**Énoncé**
D'après le document source, quelle somme Mitterrand a-t-il dépensée pour sa campagne de 1981 ?

**Document source**
>>>

Avec la disparition du gaullisme, le républicanisme de droite deviendra rapidement le véhicule idéal pour une nouvelle affirmation d’une définition restrictive de la citoyenneté. La même année, l’ex-président Valéry Giscard d’Estaing, dans une interview accordée au journal d’extrême droite Valeurs actuelles, se rallie à ce discours et affirme que l’immigration devient une menace pour l’identité française. Ce que la France vit, selon la droite, c’est la destruction de son identité, noyée dans le nouveau pluralisme et les politiques d’immigration promues par une gauche modernisée. Influent au sein de l’aile droite du Rassemblement pour la République (RPR) de Jacques Chirac, le groupe aura un effet durable après la disparition définitive de l’héritage gaulliste.

Si ces idées sont restées marginales dans le champ politique pendant un certain temps, des intellectuels, des journalistes et des éditorialistes, opérant dans un paysage médiatique nouvellement privatisé alors que la démocratie de parti s’effondrait, ont normalisé ce récit. Les partis de masse ont alors été rapidement remplacés par des primaires télévisées à l’américaine, avec des entrepreneurs politiques essayant de gagner non les citoyens mais des parts de marché. Comme toute autre démocratie occidentale, la France se caractérise désormais par une participation électorale en chute libre, des campagnes politiques corrompues et inondées d’argent, et des chaînes de médias privées qui ressemblent de plus en plus à Fox News. Alors que Mitterrand a dépensé environ 7 millions d’euros pour sa campagne de 1981, on estime que Sarkozy a dépensé plus de 40 millions en 2012, dont la moitié par le biais de systèmes de financement illégaux35. La France était en train de devenir un pays comme les autres en Occident, avec des entrepreneurs régnant sur un vide politique composé de citoyens atomisés attendant d’être formés par une nouvelle sensibilité populiste.

Devant cette profonde transformation, Sarkozy a saisi l’opportunité de pousser radicalement le vieux parti gaulliste plus à droite, mêlant un programme néolibéral à des thèmes identitaires. « Le besoin d’identité », expliquait-il quelques jours avant l’élection, était de retour pour faire face à la mondialisation. L’architecte d’une telle stratégie était le plus proche conseiller du président, Patrick Buisson, qui avait été un propagandiste d’extrême droite dans les années 1980 et proche de Jean-Marie Le Pen, partisan de l’Algérie française et directeur du journal d’extrême droite Minute entre 1981 et 1987. Convaincu que « le clivage traditionnel, structuré par les questions économiques et sociales, s’efface », Buisson s’attend à la montée d’un « nouveau clivage autour de la question de l’identité ». C’était, pour lui, et pour beaucoup d’autres dans les années qui vont suivre, « la question politique qui l’emportait sur toutes les autres36».

<<<

**Matériel fourni**

>>>

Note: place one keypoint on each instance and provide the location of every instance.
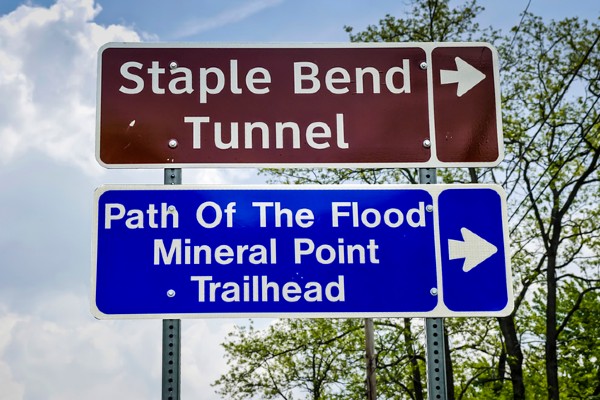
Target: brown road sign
(356, 105)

<<<

**Résultat**
Environ 7 millions d'euros.